-- DOCUMENT SEGMENT follows --
The ferocious sell-off in US government debt markets has spilled into corporate bonds, nudging companies’ borrowing costs higher during a time when the economy is still recovering from the pandemic shock.

The average yield across US investment-grade bonds hit 2.28 per cent at the end of last week, according to an index compiled by ICE Data Services, up 0.17 percentage points since the end of February and 0.5 points so far in 2021. The rise in yields, which reflects a fall in prices, marks the bonds’ worst performance since Covid-19 struck a year ago.

Emerging signs of economic recovery, a quickening vaccine rollout and the recent passing of US president Joe Biden’s stimulus package have fuelled expectations of higher growth and inflation and jolted Treasury yields higher. That has eroded the value of bonds that offer fixed interest payments, especially higher quality corporate bonds that pay only a relatively small “spread” above Treasury yields. 

While the underlying reason for the decline in the credit market is positive, the rise in borrowing costs could counter Federal Reserve chief Jay Powell’s ambitions to keep his foot on the economic accelerator by keeping lending conditions easy. This has sharpened bond traders’ focus on the central bank’s upcoming meeting, which ends with a policy announcement on Wednesday.

“Powell needs to show a bit more concern about the rise in yields,” said Steven Oh, global head of credit and fixed-income at PineBridge Investments. “What you don’t want to do in the recovery phase is to counteract the fiscal stimulus with monetary tightening.”

Line chart of ICE BofA corporate index (yield, %) showing US corporate bond yields rise as government debt sells off

Hans Mikkelsen, a credit strategist at Bank of America, said the recent increase in yields is “a little flavour of a big challenge for the next year to a year and a half in fixed income markets”.

“The economy is going to really take off and we are going to be back to normal in the US within the next couple of months . . . It’s going to be a very volatile and tricky environment for fixed income,” he added.
-- DOCUMENT SEGMENT concluded --
- **TASK OBJECTIVE**
Continue the article on rising US corporate bond yields from its final sentence.
-- DATA SUPPLIED follows --
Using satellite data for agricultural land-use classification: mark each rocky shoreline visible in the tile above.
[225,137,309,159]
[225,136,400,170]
-- DATA SUPPLIED concluded --
-- DATA SUPPLIED follows --
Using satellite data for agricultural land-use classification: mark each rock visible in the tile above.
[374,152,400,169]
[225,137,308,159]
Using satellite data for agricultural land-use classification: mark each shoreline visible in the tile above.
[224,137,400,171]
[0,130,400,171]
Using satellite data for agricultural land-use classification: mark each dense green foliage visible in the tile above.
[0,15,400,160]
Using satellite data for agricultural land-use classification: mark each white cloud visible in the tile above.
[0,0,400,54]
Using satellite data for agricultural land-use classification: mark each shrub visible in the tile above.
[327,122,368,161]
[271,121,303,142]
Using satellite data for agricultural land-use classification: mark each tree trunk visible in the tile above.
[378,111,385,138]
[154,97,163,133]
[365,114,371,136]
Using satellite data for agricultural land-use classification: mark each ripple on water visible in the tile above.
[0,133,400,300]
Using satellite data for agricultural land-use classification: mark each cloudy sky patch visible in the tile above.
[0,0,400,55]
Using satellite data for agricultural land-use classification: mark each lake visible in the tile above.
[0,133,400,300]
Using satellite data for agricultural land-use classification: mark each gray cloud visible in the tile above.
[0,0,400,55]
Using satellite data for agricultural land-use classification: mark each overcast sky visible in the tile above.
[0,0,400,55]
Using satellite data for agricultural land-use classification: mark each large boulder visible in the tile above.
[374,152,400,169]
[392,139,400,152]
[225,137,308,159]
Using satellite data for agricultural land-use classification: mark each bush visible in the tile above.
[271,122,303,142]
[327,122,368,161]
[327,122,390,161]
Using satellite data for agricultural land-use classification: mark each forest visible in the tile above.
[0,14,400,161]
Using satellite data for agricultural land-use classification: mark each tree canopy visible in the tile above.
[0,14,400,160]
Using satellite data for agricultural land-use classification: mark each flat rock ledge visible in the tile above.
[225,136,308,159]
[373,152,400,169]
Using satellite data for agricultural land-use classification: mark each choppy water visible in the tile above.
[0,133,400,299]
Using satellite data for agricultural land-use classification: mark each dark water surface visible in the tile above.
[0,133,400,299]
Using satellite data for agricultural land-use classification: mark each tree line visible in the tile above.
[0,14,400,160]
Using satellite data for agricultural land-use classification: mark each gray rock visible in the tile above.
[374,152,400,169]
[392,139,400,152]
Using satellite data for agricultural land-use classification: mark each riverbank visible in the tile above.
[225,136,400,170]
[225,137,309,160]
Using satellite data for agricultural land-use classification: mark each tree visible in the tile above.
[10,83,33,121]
-- DATA SUPPLIED concluded --
-- DATA SUPPLIED follows --
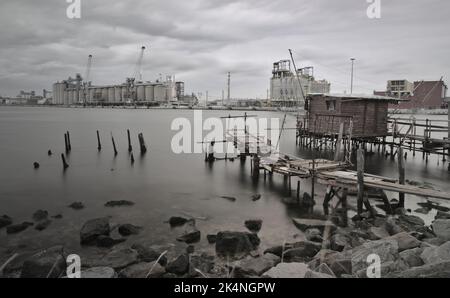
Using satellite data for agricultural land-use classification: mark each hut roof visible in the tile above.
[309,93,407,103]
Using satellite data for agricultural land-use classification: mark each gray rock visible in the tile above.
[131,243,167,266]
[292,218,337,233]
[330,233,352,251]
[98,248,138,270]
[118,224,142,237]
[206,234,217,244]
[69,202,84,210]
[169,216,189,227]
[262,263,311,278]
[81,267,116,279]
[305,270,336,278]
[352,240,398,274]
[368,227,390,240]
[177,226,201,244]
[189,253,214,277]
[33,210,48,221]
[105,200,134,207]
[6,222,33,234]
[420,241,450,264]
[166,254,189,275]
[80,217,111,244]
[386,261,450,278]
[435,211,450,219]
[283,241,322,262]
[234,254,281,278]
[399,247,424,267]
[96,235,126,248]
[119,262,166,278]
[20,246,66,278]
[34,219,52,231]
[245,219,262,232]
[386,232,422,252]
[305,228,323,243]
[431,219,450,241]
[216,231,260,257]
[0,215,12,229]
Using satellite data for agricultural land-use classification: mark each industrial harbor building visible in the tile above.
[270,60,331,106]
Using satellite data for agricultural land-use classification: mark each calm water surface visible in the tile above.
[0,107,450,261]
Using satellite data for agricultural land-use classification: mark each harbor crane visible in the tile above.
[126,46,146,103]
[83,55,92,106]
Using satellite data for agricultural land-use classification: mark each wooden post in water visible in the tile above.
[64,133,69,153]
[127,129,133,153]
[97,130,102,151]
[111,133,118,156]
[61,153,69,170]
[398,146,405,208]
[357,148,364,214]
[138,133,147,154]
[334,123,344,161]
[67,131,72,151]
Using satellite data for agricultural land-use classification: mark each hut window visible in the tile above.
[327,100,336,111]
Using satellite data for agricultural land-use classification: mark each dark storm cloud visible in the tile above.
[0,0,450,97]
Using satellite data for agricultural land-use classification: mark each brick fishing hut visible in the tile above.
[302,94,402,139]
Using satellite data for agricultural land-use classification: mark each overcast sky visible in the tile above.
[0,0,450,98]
-- DATA SUPPLIED concluded --
- **EXERCISE RESULT**
The improving economic outlook is positive for corporate creditworthiness and companies’ ability to repay debts. However, with much of the good news already priced in and yields at historic lows, there is little room to absorb the rise in rates stemming from the sell-off in Treasury markets.

“There is not much cushion to soften the blow,” said Fraser Lundie, head of credit at asset manager Federated Hermes, adding that the issue is compounded by the rise in longer-dated debt issuance, which is even more susceptible to the increase in Treasury yields. “There is much more sensitivity to underlying movement in rates,” said Lundie. 

In turn, the pullback has raised concerns over an exodus by investors that have facilitated companies raising record piles of cash over the past year.

As investors anticipate Treasury yields rising further, they are instead moving into floating rate investments like loans, or opting for lower quality debt supported by the economic recovery but less susceptible to the rise in interest rates, noted analysts.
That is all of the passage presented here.